_Goal of the exercise_: Everything from the line containing "the chair back" to the final line of the records below should be given again exactly, and nothing else.

---------------

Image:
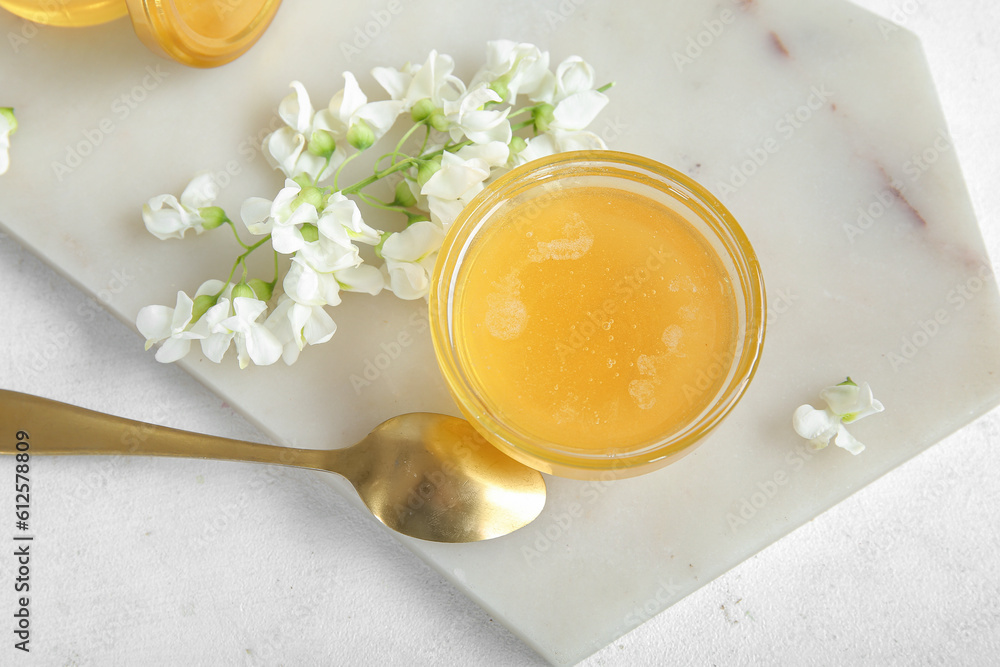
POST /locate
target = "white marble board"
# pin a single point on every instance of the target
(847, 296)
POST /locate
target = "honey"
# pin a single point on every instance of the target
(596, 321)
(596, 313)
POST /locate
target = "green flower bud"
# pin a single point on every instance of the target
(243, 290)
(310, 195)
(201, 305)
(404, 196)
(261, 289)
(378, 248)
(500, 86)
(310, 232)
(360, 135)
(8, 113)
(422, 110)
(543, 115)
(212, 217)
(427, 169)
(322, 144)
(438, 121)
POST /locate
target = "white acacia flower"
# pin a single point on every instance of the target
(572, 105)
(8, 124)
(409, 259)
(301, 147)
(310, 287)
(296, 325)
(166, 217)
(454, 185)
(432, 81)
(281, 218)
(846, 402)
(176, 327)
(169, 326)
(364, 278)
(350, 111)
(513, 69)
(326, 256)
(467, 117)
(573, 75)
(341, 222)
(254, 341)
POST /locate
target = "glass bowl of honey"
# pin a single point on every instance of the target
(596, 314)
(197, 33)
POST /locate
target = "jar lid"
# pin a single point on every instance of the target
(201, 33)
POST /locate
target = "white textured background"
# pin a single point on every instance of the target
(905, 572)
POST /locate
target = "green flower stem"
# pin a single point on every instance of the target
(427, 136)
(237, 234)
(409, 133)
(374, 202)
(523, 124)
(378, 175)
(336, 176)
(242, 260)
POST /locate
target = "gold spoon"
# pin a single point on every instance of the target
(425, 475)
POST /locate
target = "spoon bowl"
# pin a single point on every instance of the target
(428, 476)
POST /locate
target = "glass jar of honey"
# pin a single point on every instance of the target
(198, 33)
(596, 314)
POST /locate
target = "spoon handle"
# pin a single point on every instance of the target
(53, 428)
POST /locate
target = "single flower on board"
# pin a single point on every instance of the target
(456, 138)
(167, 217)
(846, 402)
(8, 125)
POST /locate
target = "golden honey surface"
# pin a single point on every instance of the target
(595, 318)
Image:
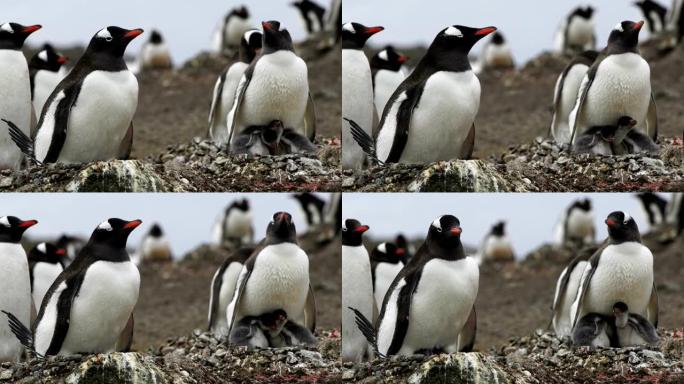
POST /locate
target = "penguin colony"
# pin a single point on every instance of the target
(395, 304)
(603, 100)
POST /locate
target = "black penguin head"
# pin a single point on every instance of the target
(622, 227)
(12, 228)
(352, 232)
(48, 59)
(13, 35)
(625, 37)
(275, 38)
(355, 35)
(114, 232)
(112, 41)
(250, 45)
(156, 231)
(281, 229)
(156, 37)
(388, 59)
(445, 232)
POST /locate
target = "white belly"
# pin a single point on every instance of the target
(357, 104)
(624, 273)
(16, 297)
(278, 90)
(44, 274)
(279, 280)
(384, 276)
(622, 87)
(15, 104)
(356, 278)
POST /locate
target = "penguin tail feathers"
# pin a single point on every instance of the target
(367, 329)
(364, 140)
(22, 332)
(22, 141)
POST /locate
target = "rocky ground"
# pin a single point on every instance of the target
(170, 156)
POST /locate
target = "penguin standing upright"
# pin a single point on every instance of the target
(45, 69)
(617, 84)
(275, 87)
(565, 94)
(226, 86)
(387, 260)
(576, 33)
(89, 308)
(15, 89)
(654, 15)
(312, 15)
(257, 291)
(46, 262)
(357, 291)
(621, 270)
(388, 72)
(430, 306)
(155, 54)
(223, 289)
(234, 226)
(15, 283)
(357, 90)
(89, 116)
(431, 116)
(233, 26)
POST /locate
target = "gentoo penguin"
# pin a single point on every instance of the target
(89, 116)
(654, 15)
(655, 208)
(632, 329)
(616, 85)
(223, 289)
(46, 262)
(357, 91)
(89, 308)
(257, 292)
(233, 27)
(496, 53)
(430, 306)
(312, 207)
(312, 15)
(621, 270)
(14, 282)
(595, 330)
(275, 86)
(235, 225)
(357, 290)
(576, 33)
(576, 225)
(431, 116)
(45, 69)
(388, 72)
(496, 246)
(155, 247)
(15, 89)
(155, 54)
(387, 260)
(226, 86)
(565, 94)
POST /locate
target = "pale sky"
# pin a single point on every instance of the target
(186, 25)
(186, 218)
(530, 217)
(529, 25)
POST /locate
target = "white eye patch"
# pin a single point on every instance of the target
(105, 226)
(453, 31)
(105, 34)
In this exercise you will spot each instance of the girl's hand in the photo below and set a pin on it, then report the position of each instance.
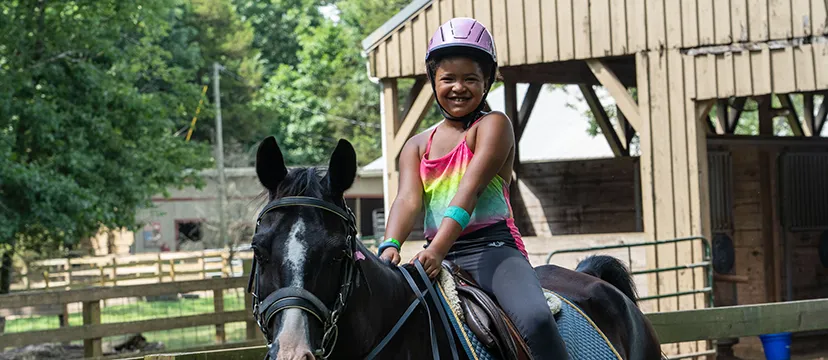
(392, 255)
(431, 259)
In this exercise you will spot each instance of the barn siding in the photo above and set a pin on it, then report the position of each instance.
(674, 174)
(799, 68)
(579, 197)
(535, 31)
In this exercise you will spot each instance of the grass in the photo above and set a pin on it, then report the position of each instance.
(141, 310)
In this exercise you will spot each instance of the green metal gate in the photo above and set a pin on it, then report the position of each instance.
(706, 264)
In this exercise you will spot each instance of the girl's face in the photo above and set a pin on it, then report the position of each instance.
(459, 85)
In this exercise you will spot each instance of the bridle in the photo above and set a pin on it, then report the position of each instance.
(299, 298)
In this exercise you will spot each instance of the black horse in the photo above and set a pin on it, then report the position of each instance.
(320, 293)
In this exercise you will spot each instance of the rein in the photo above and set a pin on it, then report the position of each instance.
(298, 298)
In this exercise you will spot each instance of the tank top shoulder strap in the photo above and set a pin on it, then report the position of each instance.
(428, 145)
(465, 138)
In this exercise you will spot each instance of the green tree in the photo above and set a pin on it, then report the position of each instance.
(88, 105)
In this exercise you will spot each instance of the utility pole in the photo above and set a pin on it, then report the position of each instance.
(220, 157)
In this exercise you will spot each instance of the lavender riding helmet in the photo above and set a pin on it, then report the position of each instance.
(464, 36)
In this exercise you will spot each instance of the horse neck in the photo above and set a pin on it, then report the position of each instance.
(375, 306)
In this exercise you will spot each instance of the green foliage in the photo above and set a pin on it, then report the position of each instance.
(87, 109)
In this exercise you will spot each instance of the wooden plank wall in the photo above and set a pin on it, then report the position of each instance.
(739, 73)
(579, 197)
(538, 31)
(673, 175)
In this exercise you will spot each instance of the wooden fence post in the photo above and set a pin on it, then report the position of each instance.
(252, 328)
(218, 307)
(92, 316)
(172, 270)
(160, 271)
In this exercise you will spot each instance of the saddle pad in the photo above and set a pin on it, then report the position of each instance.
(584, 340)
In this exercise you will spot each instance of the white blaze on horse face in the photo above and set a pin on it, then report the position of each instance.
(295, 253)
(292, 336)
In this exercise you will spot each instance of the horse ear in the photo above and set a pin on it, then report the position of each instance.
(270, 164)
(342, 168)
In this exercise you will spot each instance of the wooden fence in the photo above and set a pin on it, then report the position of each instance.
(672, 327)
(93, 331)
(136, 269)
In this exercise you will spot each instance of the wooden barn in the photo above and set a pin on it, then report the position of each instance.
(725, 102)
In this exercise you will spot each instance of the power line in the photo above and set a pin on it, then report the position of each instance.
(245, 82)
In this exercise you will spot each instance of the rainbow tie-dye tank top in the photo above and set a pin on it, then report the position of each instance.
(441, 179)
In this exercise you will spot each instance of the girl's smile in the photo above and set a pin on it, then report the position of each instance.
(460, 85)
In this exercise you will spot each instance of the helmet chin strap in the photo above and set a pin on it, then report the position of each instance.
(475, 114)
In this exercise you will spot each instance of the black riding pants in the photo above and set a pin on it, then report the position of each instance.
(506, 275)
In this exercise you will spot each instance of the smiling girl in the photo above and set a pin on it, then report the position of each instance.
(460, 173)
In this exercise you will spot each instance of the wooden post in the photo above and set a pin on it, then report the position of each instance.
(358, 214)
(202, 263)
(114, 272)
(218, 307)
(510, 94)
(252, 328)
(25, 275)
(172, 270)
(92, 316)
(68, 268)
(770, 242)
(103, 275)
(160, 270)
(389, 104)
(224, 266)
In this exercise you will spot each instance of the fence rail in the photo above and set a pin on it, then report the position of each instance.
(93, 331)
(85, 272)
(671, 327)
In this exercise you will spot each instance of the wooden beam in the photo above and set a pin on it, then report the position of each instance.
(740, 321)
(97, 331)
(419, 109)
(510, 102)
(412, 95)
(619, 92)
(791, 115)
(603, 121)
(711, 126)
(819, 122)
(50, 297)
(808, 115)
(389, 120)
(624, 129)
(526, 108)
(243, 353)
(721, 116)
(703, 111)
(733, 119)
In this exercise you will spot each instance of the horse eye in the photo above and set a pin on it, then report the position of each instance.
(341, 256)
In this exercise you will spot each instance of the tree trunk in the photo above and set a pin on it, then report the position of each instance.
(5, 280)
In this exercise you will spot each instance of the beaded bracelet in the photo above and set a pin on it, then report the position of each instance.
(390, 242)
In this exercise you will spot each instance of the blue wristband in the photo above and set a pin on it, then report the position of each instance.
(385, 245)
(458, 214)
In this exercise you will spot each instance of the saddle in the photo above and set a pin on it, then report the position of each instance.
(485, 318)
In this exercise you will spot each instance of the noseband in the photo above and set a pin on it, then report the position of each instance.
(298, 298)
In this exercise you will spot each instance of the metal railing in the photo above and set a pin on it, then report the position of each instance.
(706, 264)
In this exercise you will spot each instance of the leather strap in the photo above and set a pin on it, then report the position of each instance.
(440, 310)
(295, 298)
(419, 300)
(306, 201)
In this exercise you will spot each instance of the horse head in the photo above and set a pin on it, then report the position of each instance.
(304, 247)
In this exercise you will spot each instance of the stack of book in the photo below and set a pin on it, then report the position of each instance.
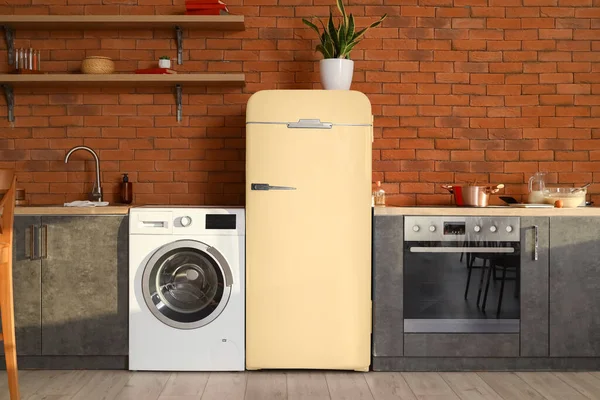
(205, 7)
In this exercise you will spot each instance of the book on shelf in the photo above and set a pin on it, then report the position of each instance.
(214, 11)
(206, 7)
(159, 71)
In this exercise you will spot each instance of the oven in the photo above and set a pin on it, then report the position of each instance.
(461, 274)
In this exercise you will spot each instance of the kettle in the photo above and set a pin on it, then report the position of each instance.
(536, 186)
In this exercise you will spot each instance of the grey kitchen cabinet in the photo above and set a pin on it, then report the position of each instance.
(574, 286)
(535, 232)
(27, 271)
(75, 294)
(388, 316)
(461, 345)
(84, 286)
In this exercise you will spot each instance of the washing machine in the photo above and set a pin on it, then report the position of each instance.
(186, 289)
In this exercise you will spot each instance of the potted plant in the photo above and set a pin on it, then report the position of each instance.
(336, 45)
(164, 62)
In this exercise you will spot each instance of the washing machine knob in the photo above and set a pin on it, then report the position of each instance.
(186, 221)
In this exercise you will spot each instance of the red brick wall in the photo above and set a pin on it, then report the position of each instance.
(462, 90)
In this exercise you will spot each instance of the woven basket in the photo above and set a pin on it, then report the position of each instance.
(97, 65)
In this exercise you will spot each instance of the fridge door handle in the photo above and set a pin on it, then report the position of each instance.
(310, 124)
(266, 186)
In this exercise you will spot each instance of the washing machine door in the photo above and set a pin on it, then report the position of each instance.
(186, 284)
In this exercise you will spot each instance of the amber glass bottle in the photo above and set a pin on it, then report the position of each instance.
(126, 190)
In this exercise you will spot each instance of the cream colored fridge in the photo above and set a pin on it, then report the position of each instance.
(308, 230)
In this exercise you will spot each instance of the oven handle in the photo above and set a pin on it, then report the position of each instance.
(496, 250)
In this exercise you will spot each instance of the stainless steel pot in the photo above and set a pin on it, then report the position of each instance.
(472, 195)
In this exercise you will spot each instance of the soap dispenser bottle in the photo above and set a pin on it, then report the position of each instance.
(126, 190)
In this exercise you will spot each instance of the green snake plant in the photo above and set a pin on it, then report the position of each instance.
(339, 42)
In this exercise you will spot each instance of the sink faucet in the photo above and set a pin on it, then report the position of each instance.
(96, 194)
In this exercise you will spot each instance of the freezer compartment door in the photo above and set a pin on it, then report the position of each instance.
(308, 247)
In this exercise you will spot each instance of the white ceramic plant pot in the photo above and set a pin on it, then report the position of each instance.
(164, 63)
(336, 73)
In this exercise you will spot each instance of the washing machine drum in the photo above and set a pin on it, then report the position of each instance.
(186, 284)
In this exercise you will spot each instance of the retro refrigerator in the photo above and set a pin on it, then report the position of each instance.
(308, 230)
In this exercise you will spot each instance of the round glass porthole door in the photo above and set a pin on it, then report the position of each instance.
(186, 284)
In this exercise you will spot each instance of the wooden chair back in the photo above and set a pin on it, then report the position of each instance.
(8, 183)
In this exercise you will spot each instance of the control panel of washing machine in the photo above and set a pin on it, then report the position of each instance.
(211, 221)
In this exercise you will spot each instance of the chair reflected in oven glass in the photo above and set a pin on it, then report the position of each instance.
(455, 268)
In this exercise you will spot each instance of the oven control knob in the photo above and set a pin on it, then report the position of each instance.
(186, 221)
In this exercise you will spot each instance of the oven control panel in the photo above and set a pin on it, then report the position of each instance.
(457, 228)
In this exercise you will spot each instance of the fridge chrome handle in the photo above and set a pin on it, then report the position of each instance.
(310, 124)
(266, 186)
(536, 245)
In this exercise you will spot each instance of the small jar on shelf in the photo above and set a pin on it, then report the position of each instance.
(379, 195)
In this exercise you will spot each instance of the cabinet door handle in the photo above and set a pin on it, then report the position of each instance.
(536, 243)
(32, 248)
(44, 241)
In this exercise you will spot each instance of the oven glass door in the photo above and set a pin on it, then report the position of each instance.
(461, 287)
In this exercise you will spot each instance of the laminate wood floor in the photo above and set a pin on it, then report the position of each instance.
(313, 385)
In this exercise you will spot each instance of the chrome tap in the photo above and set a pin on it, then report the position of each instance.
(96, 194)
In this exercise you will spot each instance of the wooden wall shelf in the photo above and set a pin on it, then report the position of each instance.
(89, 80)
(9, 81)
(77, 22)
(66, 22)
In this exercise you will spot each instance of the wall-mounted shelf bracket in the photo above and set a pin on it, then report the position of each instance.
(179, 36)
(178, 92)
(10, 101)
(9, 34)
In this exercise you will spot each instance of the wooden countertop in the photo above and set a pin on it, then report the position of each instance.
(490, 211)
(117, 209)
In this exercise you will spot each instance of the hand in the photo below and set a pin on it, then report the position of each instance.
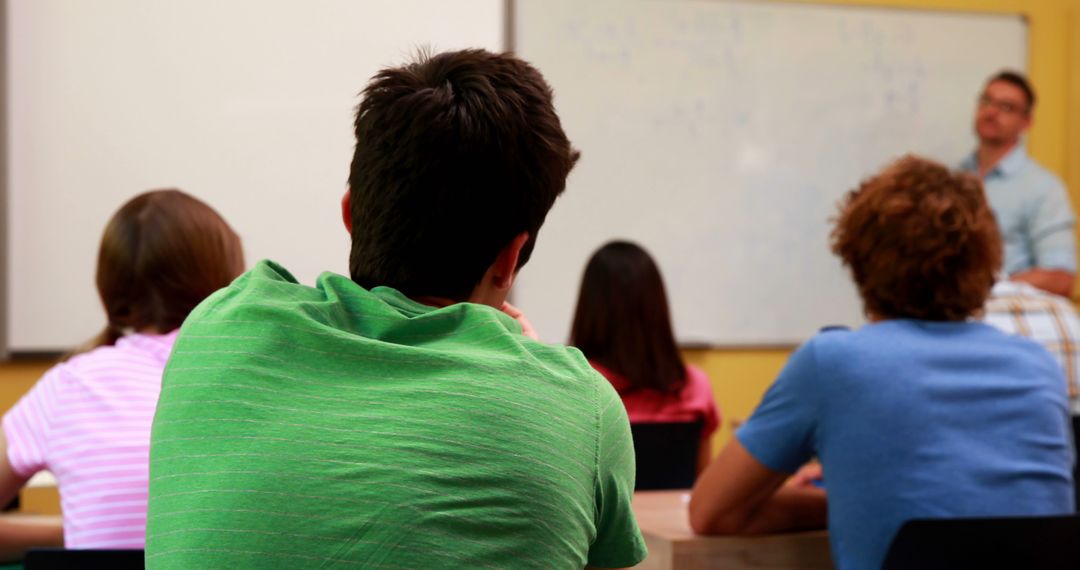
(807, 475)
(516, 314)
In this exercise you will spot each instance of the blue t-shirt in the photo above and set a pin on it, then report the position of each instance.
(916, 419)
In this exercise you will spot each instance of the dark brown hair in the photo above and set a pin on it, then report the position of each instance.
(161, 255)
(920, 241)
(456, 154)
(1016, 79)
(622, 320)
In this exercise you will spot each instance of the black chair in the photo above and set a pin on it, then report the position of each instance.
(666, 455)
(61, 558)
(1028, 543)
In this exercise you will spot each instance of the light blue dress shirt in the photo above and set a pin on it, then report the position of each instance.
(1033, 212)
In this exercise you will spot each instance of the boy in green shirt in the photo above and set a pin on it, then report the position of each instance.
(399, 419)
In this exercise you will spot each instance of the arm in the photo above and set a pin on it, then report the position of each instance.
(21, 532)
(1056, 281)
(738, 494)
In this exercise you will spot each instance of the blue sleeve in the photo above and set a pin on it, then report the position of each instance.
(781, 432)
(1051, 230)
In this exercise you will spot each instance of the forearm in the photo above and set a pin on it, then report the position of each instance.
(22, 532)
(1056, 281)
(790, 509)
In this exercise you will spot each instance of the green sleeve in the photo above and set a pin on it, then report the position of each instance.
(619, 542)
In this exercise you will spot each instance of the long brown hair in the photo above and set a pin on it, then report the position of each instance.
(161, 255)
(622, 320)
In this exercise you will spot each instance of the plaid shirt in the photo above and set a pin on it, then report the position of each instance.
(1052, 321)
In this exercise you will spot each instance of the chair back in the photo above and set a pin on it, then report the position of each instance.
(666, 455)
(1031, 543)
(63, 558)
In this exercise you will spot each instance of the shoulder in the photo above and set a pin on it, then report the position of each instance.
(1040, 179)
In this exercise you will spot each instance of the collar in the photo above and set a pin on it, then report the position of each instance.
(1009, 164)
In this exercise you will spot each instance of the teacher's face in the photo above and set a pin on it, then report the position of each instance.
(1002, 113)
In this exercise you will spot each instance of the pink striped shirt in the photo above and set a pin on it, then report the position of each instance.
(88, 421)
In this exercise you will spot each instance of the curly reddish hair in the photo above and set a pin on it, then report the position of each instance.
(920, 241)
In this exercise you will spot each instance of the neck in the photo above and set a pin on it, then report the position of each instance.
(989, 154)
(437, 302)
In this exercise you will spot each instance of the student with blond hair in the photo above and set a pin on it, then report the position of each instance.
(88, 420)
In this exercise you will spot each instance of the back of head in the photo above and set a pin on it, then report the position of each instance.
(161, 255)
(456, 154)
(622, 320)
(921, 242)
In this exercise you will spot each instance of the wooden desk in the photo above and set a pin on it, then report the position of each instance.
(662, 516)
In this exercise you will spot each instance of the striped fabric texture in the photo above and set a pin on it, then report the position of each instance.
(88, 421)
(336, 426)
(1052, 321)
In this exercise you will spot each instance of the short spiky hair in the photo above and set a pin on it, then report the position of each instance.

---------------

_The answer_:
In this exercise you will spot each instance of the chair back in the photo above and set a pin on it, then report the position of each instance.
(666, 455)
(1031, 543)
(63, 558)
In this exercise you will spot each instance of the shoulder in the photo above and set a pin on it, then report the position of each instance.
(1040, 179)
In this exercise you will spot each instance of the collar in the photo above and set a pin on it, then report the position of each instance.
(1009, 164)
In this exercise you will spot each instance of the teacher's face in the photo above and set a pin on it, then report the position of each instance.
(1002, 113)
In this exercise you will spot each instance of the pink striped shirt in the photo above and set a pin on it, then report the position of each instance.
(88, 421)
In this exercise you will spot each instance of the curly reddish hair in the photo above and set a pin on it, then report the position of each instance.
(920, 241)
In this exercise you will spot each instance of the neck in the photo above and set a pin on it, then report the position of each instance.
(989, 154)
(437, 302)
In this exercise you will spot each instance of the student with blond hair in the photo above and set a pin on it, then report the position of each instance.
(88, 420)
In this exercise you will spot each instance of the back of head in the photo above and set a pin on it, then report the position of each instance.
(161, 255)
(456, 154)
(622, 320)
(921, 242)
In this exercise you will spot each instance of the wooden desk in the photo above and set a pin on it, then report the position of each instance.
(662, 516)
In this exercise you will spot each instance of the striped fabric texture in the photo above and set a pin on it, then report the position of each instance.
(88, 421)
(336, 426)
(1052, 321)
In this exercise you will spot each instance of the short spiky hair in the photo above and set a pin on it, then report the position of each instance.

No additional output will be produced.